**Material to process**
========================
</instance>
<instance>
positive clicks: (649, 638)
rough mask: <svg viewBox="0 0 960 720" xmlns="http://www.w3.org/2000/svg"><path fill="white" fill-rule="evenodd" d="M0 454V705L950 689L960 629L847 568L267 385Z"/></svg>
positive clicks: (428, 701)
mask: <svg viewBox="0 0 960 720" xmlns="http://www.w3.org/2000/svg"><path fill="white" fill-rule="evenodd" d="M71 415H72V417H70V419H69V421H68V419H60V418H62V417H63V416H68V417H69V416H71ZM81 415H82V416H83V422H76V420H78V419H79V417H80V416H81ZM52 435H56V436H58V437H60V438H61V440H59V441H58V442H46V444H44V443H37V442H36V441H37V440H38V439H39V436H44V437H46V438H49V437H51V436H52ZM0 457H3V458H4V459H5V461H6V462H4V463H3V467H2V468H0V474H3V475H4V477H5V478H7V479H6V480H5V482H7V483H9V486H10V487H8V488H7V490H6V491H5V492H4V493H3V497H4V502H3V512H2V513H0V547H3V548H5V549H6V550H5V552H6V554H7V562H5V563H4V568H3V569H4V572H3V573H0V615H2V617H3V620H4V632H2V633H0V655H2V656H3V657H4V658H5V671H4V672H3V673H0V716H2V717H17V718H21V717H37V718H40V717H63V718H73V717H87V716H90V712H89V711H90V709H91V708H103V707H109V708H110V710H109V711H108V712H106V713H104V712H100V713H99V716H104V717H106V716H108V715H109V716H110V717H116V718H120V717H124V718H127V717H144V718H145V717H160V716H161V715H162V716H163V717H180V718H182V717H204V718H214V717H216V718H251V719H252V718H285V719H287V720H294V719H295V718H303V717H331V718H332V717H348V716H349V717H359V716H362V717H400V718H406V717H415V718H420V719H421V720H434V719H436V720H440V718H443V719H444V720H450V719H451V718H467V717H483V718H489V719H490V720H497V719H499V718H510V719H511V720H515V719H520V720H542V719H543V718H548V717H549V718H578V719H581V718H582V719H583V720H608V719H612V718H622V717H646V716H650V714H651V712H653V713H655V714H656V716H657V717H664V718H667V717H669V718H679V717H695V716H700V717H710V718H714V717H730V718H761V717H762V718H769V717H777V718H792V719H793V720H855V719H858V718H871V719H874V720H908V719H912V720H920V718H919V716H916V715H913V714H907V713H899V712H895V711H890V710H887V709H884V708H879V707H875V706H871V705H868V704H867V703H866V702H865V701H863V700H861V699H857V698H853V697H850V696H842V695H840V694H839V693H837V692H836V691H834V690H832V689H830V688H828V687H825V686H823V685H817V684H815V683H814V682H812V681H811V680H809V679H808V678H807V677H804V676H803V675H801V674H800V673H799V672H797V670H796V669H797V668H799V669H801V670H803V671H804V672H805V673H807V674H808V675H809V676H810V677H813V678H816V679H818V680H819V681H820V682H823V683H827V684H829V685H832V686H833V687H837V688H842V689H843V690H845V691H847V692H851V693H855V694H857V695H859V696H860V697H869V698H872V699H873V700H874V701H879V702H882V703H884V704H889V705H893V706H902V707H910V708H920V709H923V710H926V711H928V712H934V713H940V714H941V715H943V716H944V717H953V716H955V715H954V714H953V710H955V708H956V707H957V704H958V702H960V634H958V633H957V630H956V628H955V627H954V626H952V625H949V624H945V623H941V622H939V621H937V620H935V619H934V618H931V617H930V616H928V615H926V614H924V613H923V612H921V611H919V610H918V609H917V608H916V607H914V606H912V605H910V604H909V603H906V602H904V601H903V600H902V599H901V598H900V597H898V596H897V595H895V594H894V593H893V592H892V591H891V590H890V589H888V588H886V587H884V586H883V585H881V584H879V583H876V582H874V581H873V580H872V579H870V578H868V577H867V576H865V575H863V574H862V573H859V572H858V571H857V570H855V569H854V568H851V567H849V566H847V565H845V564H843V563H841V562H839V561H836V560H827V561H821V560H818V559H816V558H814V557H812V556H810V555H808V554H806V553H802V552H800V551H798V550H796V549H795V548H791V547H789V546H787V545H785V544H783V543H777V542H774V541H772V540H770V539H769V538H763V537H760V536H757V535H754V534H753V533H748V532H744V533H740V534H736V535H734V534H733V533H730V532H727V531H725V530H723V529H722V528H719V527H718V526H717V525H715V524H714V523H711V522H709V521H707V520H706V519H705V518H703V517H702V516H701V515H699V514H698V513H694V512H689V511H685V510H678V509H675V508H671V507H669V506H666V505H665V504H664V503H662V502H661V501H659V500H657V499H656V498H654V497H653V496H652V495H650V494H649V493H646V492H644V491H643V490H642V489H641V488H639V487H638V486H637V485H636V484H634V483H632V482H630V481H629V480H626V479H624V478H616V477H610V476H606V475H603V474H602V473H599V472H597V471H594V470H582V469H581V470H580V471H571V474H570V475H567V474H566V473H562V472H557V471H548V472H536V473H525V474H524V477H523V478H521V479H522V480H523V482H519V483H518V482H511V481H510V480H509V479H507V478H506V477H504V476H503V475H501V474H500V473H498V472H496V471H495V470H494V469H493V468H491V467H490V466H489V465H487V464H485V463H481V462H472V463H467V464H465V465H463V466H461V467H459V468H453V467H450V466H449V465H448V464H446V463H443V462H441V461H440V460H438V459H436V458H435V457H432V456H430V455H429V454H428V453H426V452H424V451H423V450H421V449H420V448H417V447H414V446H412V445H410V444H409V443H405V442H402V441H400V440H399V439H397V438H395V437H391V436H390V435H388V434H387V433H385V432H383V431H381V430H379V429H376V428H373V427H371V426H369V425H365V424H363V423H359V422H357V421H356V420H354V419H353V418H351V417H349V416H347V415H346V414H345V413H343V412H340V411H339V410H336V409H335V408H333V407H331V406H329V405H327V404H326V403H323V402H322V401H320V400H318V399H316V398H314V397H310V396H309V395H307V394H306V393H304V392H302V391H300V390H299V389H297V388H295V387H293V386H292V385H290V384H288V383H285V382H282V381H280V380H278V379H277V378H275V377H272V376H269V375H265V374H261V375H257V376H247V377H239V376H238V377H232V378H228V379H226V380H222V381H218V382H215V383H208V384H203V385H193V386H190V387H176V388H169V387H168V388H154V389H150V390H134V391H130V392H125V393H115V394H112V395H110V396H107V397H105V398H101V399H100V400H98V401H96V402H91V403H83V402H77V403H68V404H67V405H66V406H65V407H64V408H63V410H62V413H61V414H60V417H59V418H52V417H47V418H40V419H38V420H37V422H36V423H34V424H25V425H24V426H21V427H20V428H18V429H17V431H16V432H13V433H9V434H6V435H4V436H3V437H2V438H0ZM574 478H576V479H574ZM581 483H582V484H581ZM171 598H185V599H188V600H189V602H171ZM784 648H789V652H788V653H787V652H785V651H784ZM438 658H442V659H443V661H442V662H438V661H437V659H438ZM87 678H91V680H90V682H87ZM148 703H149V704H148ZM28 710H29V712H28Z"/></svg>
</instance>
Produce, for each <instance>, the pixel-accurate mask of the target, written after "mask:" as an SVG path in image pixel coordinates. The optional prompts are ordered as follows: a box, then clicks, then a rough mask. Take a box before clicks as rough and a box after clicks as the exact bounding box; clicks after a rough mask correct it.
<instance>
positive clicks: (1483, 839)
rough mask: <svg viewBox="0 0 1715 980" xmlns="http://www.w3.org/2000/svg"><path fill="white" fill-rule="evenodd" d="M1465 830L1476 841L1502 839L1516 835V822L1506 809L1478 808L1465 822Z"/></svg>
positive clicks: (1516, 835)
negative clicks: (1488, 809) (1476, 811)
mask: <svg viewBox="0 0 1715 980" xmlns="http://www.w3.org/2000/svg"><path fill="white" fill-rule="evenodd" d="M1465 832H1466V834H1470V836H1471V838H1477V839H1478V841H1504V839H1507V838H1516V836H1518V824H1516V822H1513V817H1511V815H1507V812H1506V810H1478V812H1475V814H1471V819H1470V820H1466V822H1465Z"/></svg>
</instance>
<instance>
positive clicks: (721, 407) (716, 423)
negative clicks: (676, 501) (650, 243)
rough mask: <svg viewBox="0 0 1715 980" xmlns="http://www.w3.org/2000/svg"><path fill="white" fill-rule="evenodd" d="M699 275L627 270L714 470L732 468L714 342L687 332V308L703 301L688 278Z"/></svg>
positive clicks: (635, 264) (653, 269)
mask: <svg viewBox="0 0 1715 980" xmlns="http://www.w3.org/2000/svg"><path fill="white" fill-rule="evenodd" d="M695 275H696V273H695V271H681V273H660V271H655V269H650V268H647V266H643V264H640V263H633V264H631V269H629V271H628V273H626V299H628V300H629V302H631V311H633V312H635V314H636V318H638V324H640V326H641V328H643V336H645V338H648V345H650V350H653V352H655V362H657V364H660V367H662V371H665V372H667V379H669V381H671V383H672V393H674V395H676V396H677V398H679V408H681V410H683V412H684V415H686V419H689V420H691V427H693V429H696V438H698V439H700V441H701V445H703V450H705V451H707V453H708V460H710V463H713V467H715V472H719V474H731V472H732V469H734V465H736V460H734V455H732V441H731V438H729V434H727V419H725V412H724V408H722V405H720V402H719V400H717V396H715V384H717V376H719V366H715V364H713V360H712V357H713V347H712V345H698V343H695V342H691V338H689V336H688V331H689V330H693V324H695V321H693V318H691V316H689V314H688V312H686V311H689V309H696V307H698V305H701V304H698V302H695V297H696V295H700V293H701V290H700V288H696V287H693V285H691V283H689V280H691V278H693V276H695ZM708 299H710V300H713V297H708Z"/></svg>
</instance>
========================
Please show every line of the entries above that contains the word "rough".

rough mask: <svg viewBox="0 0 960 720" xmlns="http://www.w3.org/2000/svg"><path fill="white" fill-rule="evenodd" d="M0 454V705L950 689L960 629L847 568L267 385Z"/></svg>
Produce, for each <instance>, the pixel-accurate mask of the target, written after "mask:" as an SVG path in image pixel coordinates. The optional prompts are ordered as follows: a box, then clicks, then a rough mask. Take a box before clicks as rough and a box after clicks as the exact bounding box; clicks after a rough mask correct it.
rough mask: <svg viewBox="0 0 1715 980" xmlns="http://www.w3.org/2000/svg"><path fill="white" fill-rule="evenodd" d="M1465 830L1476 841L1502 839L1516 835V822L1506 809L1478 808L1465 822Z"/></svg>
rough mask: <svg viewBox="0 0 1715 980" xmlns="http://www.w3.org/2000/svg"><path fill="white" fill-rule="evenodd" d="M699 275L627 270L714 470L732 468L714 342L687 332V308L703 301L688 278Z"/></svg>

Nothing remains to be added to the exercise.